(Entries taken from a collection)
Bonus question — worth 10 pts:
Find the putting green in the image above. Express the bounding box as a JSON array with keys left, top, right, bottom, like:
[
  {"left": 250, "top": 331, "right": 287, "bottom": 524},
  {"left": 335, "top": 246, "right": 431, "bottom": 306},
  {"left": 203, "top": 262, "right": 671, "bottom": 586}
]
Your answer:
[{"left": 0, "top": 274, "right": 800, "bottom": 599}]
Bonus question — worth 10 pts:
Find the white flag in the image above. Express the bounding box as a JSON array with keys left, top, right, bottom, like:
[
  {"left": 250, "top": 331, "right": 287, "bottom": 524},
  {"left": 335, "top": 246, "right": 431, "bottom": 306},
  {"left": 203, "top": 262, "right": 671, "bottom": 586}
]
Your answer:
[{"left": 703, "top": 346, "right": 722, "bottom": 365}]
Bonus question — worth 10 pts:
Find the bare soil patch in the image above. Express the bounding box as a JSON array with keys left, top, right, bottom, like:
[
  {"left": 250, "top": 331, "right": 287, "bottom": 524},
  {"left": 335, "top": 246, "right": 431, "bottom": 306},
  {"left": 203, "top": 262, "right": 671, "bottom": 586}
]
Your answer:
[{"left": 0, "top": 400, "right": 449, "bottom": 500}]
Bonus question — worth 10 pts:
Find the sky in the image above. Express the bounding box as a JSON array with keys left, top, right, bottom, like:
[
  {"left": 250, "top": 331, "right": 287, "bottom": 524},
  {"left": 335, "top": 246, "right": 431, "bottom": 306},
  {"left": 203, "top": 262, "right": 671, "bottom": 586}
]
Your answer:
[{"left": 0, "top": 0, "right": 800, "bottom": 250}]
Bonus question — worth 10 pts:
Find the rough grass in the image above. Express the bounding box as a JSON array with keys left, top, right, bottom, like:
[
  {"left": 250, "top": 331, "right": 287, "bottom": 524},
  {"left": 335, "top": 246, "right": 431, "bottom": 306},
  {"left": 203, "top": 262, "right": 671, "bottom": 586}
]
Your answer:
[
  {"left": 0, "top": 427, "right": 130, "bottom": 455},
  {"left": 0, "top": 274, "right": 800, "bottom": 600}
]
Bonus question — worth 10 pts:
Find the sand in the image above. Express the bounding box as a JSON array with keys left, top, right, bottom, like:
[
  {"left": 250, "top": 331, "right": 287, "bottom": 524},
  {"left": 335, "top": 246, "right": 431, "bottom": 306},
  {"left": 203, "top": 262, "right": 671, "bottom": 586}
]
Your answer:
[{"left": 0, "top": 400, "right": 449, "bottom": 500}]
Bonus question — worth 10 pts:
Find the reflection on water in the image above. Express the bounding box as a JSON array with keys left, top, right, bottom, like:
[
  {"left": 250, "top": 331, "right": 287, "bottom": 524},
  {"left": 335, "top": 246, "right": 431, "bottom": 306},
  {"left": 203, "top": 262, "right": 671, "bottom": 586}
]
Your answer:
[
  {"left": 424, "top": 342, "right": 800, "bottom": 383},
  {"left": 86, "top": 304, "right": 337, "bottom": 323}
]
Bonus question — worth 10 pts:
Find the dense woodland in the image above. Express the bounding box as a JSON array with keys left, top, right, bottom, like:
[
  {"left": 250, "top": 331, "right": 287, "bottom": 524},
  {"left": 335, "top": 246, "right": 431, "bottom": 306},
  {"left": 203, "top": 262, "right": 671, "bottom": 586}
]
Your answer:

Instruction: Would you reproduce the material above in full, exactly as given?

Reply:
Bonus question — worth 10 pts:
Find the putting green in the image above. Express the bounding box as a JSON array with keys left, top, right, bottom, like:
[
  {"left": 250, "top": 331, "right": 287, "bottom": 524},
  {"left": 335, "top": 246, "right": 431, "bottom": 306},
  {"left": 203, "top": 262, "right": 671, "bottom": 586}
]
Your answer:
[{"left": 0, "top": 274, "right": 800, "bottom": 599}]
Bonus question — worth 10 pts:
Find the white flag in the image above. Express the bounding box as a JSON array with keys left, top, right, bottom, like:
[
  {"left": 250, "top": 331, "right": 287, "bottom": 524},
  {"left": 335, "top": 246, "right": 431, "bottom": 306},
  {"left": 203, "top": 262, "right": 671, "bottom": 586}
]
Your answer:
[{"left": 703, "top": 346, "right": 722, "bottom": 365}]
Bonus question — worth 10 pts:
Find the bare soil patch in the image above. Express the bounding box as a JSON array with keys left, top, right, bottom, like:
[
  {"left": 250, "top": 331, "right": 287, "bottom": 524},
  {"left": 335, "top": 246, "right": 431, "bottom": 306},
  {"left": 203, "top": 262, "right": 671, "bottom": 586}
]
Your answer:
[{"left": 0, "top": 400, "right": 449, "bottom": 500}]
Bonus question — worth 10 pts:
Find the sky in the image above. Express the bounding box as a JSON array with keys left, top, right, bottom, like:
[
  {"left": 250, "top": 331, "right": 287, "bottom": 524},
  {"left": 335, "top": 246, "right": 431, "bottom": 306},
  {"left": 203, "top": 262, "right": 671, "bottom": 586}
]
Your answer:
[{"left": 0, "top": 0, "right": 800, "bottom": 250}]
Bonus question — worth 10 pts:
Find the rough grass in the image above. Express the bounding box as a JSON array with keys left, top, right, bottom, like:
[
  {"left": 250, "top": 331, "right": 287, "bottom": 524},
  {"left": 335, "top": 246, "right": 431, "bottom": 306},
  {"left": 203, "top": 262, "right": 671, "bottom": 586}
]
Your answer:
[
  {"left": 0, "top": 427, "right": 130, "bottom": 455},
  {"left": 0, "top": 274, "right": 800, "bottom": 600}
]
Bonus question — worth 10 pts:
Find the sand in the image above. Express the bounding box as a JSON array with keys left, top, right, bottom, like:
[
  {"left": 250, "top": 331, "right": 287, "bottom": 524},
  {"left": 335, "top": 246, "right": 431, "bottom": 306},
  {"left": 203, "top": 262, "right": 671, "bottom": 586}
]
Your answer:
[{"left": 0, "top": 400, "right": 449, "bottom": 500}]
Bonus question — worth 10 pts:
Find the reflection on water in the image above. Express the bounding box as a JSON array with keys left, top, right, bottom, like:
[
  {"left": 250, "top": 331, "right": 287, "bottom": 524},
  {"left": 335, "top": 246, "right": 431, "bottom": 306},
  {"left": 203, "top": 262, "right": 671, "bottom": 586}
]
Your answer:
[
  {"left": 424, "top": 342, "right": 800, "bottom": 383},
  {"left": 86, "top": 304, "right": 337, "bottom": 323}
]
Bonus question — worth 10 pts:
Find the dense woodland in the image above. Express the bounding box as a JSON array with keys left, top, right, bottom, like:
[
  {"left": 250, "top": 331, "right": 287, "bottom": 524},
  {"left": 335, "top": 246, "right": 431, "bottom": 306},
  {"left": 203, "top": 262, "right": 671, "bottom": 586}
]
Your answer:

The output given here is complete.